(Point localization data)

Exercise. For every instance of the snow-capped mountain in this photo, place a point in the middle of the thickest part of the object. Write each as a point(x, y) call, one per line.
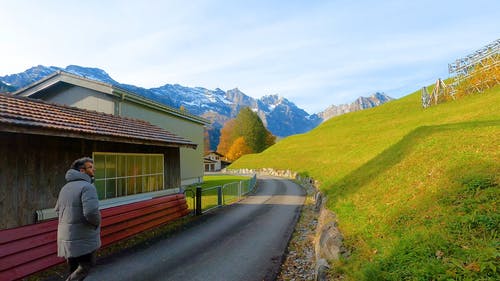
point(282, 117)
point(359, 104)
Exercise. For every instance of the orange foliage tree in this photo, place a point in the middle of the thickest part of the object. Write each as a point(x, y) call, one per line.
point(238, 149)
point(226, 137)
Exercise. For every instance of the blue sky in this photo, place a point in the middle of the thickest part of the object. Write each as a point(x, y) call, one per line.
point(315, 53)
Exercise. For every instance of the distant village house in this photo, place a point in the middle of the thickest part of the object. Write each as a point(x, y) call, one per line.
point(214, 161)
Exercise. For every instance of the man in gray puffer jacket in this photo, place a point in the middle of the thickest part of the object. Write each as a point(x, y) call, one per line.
point(78, 232)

◆ WORK TO BE COMPLETED:
Drop the images and transcribe the entries above exactly.

◆ OUTPUT BELOW:
Exercise. For every instance of the snow-capped mountain in this photo, place a point in the middle of the thickest part of the object. Write each as a point(x, y) call, one per line.
point(282, 117)
point(359, 104)
Exercise. For every instance of the orange foliage tree in this photo, place a point in the middle of the thickest part of the object. Write each as a point(x, y) call, one per line.
point(238, 149)
point(226, 137)
Exercise. For every instance of the blue sky in this photo, place a point in the middle of the thickest part of the object. Write each as a point(x, y) call, one per line.
point(315, 53)
Exercise. For every instance of the distant village house in this photo, place a point in the middle of the thickest part of the object. Write each as a point(x, y) call, one per line.
point(214, 161)
Exercise. For every instance of the man in gray puffer jacket in this photo, place a point in the middle of the thickest part of the object. Write each as a point(x, y) call, one per line.
point(78, 232)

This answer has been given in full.